_Exercise objective_
Your task is to print the material below exactly as presented.

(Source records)
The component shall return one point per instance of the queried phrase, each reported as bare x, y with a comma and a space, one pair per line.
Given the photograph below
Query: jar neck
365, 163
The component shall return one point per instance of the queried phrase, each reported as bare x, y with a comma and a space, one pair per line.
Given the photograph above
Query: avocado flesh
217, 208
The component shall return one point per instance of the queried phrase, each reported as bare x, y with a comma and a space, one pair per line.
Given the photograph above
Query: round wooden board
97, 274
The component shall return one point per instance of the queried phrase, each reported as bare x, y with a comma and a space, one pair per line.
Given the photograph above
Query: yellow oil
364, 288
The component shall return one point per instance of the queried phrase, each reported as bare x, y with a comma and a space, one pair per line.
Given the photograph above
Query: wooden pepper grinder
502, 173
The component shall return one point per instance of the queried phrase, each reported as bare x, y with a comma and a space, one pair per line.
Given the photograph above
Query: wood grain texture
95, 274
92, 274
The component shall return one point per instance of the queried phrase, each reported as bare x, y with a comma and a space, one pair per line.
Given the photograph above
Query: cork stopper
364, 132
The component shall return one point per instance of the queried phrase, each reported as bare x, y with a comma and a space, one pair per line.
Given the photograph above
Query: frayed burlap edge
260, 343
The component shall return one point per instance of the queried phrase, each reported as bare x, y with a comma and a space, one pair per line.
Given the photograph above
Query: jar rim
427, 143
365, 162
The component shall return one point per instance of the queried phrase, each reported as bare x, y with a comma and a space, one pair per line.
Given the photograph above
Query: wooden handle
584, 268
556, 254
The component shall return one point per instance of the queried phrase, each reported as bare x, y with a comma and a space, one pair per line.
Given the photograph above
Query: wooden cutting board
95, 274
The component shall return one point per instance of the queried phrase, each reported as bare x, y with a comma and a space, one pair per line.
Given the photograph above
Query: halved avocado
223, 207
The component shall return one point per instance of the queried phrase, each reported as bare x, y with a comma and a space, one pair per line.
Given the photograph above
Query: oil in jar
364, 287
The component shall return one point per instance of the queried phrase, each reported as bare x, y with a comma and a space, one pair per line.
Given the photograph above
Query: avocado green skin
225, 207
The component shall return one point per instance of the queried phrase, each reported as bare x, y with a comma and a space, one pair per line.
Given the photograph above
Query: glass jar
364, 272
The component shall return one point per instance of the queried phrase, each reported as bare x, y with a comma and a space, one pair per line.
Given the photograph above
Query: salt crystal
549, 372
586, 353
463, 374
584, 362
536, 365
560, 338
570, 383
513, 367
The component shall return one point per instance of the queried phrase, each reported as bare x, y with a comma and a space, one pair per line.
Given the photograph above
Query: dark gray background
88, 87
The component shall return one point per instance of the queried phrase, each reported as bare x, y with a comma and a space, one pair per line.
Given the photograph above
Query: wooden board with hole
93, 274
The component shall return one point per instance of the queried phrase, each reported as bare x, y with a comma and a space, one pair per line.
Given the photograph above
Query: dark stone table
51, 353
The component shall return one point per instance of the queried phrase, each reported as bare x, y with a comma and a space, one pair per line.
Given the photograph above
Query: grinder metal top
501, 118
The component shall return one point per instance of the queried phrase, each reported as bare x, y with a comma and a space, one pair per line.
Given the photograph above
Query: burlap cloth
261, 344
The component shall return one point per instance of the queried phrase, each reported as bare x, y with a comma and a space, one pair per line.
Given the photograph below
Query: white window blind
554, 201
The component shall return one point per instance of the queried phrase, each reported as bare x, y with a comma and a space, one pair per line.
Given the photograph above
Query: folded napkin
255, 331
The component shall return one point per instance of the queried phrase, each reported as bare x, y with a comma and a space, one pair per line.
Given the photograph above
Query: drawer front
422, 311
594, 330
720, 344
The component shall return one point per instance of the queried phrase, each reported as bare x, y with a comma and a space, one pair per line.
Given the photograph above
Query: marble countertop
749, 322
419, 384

_Full answer_
The component shall return one point per instance of the queried phrase, each reported as bare x, y with a comma and a space, one pair per line.
Given the photograph below
Query: jar neck
365, 163
The component shall return one point per instance of the queried phrase, each reported as bare x, y with a comma and a space, one pair per line.
Given the photograph above
Query: avocado flesh
217, 208
The component shall return one point per instance of the queried phrase, each reported as bare x, y with a comma and a space, one pair per line.
Given the photograph above
Query: round wooden board
97, 274
The component shall return one point per instance of the queried phrase, each reported as bare x, y with a comma and a space, one pair per line.
Given the photograph above
Query: yellow oil
364, 288
The component shall return one point per instance of the queried phrase, each reported as bare x, y with a comma and a space, one pair per line.
Given the photograph above
Query: wooden pepper grinder
502, 173
The component shall return one point per instance of the queried phrase, each reported as bare x, y with a comma and a space, one pair per line.
Given the photograph above
Query: wood grain texture
95, 274
92, 274
The component shall return one point per instance of the queried phrase, each reported as bare x, y with a comma and a space, one pair per line.
Given the photograph above
Query: cork stopper
364, 132
The component shall return one point per instance of the queried phrase, each reported as bare x, y with a comma and a space, one pair per line.
Given the photograph above
Query: frayed burlap edge
260, 343
The component shall return one point per instance of the queried phrase, each reported as bare x, y with a comma and a space, one pair per line.
Given the photograph above
Query: jar rim
427, 143
365, 162
The component shall return one point per instance of the queried phrase, each reported as bare x, y with a comma and a space, one pair per line.
Given the photograph above
Query: wooden handle
584, 268
556, 254
The component shall return one point per instance of the queried phrase, each reported as bare x, y with a comma and a space, one pair per line.
Given the photograph above
Query: wooden cutting board
95, 274
The component shall return one point per instance of the queried phrase, each reported as bare x, y with a comma and a space, one pair per line.
Given the photograph above
Query: halved avocado
223, 207
The component shall return one point per instance of the queried phrase, each reported as bare x, y with a comma and a space, one pair per line.
Given the photograph above
Query: oil in jar
364, 287
The component shall return one point per instance of the queried phrase, each reported as bare x, y with a comma and a space, one pair per line.
Given the photograph above
Query: avocado green skin
225, 207
The component shall return one point per instance of the queried phrase, each reported as bare x, y with a comma and a space, one pair per line.
Given the photograph above
Query: glass jar
364, 272
The component shall return one point per instance of the queried phrase, each reported as bare x, y with a comma and a space, one pair per line.
Given the photograph above
Query: salt crystal
549, 372
586, 353
463, 374
584, 362
536, 365
560, 338
570, 383
513, 367
The component shall return one point per instance of the queried phrase, each reported as bare x, y with a comma and a space, one pair per line.
Given the photograph above
Query: dark gray background
88, 87
The component shall return one point per instance of the queried phrase, each reported as bare x, y with a comma and a space, one pair per line.
Given the photograph above
Query: wooden board with hole
93, 274
The component shall return one point per instance of the queried phrase, each reported as bare x, y with a comma and a space, one pair per line.
Given the photograph above
Query: dark stone table
51, 353
The component shall return one point per instance of the queried phrase, each reported as bare x, y with a comma and a space, one pair per line.
Given the photograph above
Query: grinder metal top
501, 118
The component shall return one point per instance of the queried phrase, each reported as bare x, y with a comma and a space, one pair per line.
Given the photograph above
Query: burlap cloth
261, 344
The component shall return one point per instance of the queried phrase, each reported as bare x, y with a comma and a space, one pair per line.
Given the photograph below
Query: white window blind
554, 201
The component shall return one point per instance of the queried phrase, each reported as bare x, y with a comma and a space, one pair per line.
Given the photograph above
Query: folded napkin
255, 331
The component shall return one point per instance of the queried phrase, each reported as bare x, y with a comma and a space, one pair per line.
Given the photograph above
Query: drawer front
422, 311
594, 330
720, 344
The component shall return one point per instance of the queried phrase, each reported as bare x, y with a comma and a space, one pair per line.
Given the photograph above
Query: marble countertop
749, 322
419, 384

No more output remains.